__Consigna escrita 1__. ¿Coinciden con la crónica sobre Reggio Calabria las afirmaciones (a) «Quien narra interrogó a los pescadores de la playa», (b) «Según un señor del castillo aragonés, el Siroco sopla desde África» y (c) «M. manejó en silencio hasta Napoli Centrale»? Contesta sí o no a cada una y cita literalmente las palabras de la crónica que lo deciden.
__Consigna escrita 2__. ¿Podrías completar el tramo siguiente de la crónica sobre Reggio Calabria, retomándola justo después de su última oración?

__Fragmento proporcionado__.
────────────────────

Así de estrepitosa será nuestra salida de la
ciudad partenopea, en auto, M. al volante, y como todo napolitano y napolitana,
manejó, hasta Napoli Centrale, como el mismísimo orto, a los gritos y
bocinazos, frenadas casi mortales, charlando conmigo, recomendando lugares,
fumando, mandando mensajitos y más bocina, esquivando a una vieja que cruzaba
por las rayitas blancas, compitiendo con el enjambre de vespas que gambetean a
la gente durante el semáforo rojo y ci siamo. Fammi sapere quando sei arrivato.
Ciao.
Reggio Calabria es una ciudad que ya me
pareció extraña en el 2011 y que parece no haber cambiado mucho trece años
después. Ancora viven en los ‘50 me había comentado S., pucho en mano, voz ronca.
Como todo lugar fronterizo, tiene cierto halo que
inquieta. De frente, puede verse una Messina medio difusa, separada por el
estrecho que lleva su nombre. Allí comienza Sicilia. Ni ésta, ni la vez
anterior, recuerdo haber visto una imagen nítida. El viajero distraído podría
creer que, de fondo, hay un decorado. Creo que, a lo lejos, todavía más
borroneado, está el Etna, el volcán donde, a veces, en el sótano Hefesto forja
las armas de los dioses del Olimpo. Pero no lo sé. Tampoco me animo a
preguntar, por no parecer medio shome.
Menos aún
interrogar a esos pescadores que descansan, a la sombra, la poca sombra, en la
playa, seguramente, luego de su laburo diario en los barquitos de madera. Hombres
rudos, piel curtida. Casi los únicos pobladores de las playas mezquinas de
piedritas.
Luego me cuenta un
señor, en el castillo aragonés, que sí es el Etna pero que, por culpa del
Siroco, un viento pesado, no se ve un cazzo, porque cuando sopla desde el África,
a su paso por el Mediterráneo, levanta y trae esa humedad que vuelve el fondo
borroso, como casi de ensueño.
También me entero que cuando fue el terremoto
del 40, la gente quería escapar por vía marina, con sus barquitos y canoas y
fueron devorados por una especie de tsunami.
Obligado el paseo
por el Lungomare Italo Falcomatá.
Va a ser difícil
soltar a Chicha, así, porque cuando está libre corre, ladra, quiere jugar,
busca palos para que le arroje lejos y luego traerlos y no querer dármelos sino
tironear y chumbar aún más fuerte.
Y, entonces, un
muchacho que, ya a la distancia, lo veía retozando, en una extraña postura, en
uno de los muelles de madera medio podrida, se me acercará a decirme que está
prohibido que los perros ladren.

────────────────────

Filas de un conjunto de datos de señalamiento

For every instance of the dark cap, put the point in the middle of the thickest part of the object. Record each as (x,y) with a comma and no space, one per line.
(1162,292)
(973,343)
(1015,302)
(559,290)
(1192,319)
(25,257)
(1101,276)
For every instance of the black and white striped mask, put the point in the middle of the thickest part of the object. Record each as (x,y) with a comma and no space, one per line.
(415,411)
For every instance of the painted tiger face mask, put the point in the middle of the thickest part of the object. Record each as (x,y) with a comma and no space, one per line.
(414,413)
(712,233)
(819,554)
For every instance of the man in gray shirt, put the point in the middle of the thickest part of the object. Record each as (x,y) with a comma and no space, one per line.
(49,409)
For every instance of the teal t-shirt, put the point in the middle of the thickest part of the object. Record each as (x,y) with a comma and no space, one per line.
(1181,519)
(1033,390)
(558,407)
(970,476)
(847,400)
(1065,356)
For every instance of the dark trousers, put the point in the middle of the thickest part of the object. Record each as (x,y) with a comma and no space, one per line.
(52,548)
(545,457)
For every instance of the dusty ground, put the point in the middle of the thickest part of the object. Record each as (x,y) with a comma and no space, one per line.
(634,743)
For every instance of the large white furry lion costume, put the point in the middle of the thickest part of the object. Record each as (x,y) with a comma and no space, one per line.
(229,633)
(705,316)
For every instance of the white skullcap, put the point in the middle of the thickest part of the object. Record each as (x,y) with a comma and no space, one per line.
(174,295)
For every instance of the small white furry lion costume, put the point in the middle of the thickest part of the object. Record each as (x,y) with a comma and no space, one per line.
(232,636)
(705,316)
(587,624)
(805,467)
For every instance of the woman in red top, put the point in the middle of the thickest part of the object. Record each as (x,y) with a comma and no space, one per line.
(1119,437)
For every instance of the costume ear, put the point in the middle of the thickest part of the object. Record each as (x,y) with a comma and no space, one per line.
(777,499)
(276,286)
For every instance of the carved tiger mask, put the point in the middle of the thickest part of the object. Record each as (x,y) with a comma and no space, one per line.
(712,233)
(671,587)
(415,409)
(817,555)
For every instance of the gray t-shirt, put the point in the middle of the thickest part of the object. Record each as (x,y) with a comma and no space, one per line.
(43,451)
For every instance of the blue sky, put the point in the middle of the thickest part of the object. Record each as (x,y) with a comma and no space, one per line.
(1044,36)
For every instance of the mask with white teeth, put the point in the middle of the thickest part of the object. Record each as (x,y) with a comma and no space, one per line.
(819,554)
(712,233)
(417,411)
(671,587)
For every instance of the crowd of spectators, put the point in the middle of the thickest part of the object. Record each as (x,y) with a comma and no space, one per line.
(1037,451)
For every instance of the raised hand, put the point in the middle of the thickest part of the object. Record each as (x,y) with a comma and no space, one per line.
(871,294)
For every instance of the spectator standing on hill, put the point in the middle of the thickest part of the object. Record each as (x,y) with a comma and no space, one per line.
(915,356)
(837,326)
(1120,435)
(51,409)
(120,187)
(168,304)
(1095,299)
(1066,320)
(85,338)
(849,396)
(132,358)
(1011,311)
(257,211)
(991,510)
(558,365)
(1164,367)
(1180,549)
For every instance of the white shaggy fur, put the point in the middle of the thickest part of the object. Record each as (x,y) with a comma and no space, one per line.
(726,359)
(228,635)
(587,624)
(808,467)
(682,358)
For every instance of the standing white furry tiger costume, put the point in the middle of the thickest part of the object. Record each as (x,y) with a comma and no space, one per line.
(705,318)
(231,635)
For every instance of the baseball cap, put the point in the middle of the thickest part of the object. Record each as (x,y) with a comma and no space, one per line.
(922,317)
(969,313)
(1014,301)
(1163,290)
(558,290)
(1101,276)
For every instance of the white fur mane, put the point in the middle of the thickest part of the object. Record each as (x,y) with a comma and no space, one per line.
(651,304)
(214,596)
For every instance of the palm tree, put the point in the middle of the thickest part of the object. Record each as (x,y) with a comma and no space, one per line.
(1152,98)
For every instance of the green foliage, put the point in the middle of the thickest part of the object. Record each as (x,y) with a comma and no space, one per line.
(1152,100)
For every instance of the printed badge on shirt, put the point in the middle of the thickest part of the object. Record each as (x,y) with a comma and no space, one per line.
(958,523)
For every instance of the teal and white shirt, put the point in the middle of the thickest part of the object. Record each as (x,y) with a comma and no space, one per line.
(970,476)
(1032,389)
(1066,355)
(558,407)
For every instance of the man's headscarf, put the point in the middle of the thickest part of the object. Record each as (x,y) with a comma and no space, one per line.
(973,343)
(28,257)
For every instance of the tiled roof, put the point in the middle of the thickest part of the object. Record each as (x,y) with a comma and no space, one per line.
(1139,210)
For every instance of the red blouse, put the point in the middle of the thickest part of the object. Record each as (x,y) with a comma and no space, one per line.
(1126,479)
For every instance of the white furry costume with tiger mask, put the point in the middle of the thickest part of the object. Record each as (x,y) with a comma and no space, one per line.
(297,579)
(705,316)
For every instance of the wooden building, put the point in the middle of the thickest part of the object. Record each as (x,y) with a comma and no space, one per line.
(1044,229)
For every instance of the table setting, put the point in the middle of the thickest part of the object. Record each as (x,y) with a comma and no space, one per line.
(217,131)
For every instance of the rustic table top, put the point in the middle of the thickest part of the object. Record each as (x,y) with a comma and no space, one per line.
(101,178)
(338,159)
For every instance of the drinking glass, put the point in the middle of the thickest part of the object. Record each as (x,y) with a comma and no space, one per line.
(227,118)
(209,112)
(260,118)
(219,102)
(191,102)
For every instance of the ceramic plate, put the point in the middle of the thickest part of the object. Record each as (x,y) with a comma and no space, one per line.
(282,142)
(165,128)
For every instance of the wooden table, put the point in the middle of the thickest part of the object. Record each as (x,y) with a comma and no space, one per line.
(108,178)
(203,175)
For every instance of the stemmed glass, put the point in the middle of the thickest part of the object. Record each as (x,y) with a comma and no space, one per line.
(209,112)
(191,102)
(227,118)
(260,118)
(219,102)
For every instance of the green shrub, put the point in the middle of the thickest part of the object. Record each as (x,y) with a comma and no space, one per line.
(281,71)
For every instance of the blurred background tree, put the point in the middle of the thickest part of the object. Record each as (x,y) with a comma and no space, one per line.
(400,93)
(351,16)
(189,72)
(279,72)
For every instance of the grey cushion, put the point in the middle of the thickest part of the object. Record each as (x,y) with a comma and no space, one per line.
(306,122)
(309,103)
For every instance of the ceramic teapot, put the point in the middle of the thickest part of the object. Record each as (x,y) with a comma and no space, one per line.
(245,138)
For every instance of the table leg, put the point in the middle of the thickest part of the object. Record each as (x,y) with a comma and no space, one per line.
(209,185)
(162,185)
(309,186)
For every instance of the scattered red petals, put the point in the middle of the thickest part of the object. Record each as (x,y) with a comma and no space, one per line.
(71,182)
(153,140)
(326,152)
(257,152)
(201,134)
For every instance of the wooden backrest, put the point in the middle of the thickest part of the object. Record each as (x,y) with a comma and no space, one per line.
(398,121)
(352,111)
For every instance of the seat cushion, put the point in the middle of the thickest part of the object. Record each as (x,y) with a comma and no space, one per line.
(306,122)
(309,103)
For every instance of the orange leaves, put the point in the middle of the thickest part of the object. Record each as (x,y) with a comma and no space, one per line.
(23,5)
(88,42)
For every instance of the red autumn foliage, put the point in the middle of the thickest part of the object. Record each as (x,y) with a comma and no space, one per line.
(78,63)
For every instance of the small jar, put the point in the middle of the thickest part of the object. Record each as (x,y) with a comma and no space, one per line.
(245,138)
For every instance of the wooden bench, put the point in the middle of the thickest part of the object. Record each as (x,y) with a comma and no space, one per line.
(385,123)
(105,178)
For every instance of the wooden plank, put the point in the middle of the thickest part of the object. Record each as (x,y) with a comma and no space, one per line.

────────────────────

__Resultado final 1__.
(a) No: «Menos aún interrogar a esos pescadores».
(b) Sí: «cuando sopla desde el África».
(c) No: «charlando conmigo».

__Resultado final 2__.
¿Pueden hablar?, le
pregunto en tono de descanso, hasta que me doy cuenta que es medio opa y que
está con una señora que lo cuida, que podría ser su mamá. Él ríe, inocente, me
muestra un autito de colección naranja, quélindolofelicito, un Mazda dice la
caja (aún no lo saca de su envoltorio original) y me propone viajar en él. Ti
serve? Me viene a la mente el señor Burns, cuando enloquece con su casino,
abandonado y barbudo, obligando a Smithers a viajar en la cumbancha. Me alejo
sintiendo a la espalda una carcajada rota.
Nos vamos con
Chicha a reparo de un sol que pincha.
(Vale aclarar que
ella sí pudo al menos refrescarse un poco en la orilla, ya que no necesita
malla ni ojotas.)
Tenemos que reposar
un poco más, reponernos de las cinco horas de tren.
El viaje fue ameno.
Conocí a F. que se sentó frente a mí. Ya nos habíamos topado cuando subíamos,
él detrás, con su maleta, casi tocándome, y yo girando de pulenta, hasta que vi
los antebrazos inflados y tatuados, el Rolex y el anillo con una piedra turquesa
en el meñique. Prego señor, pase.
Siempre llevo los
billetes del tren en la segunda hoja del pasaporto. Así, por si el chancho
tiene ganas de joder, al menos, se rescata que soy conciudadano.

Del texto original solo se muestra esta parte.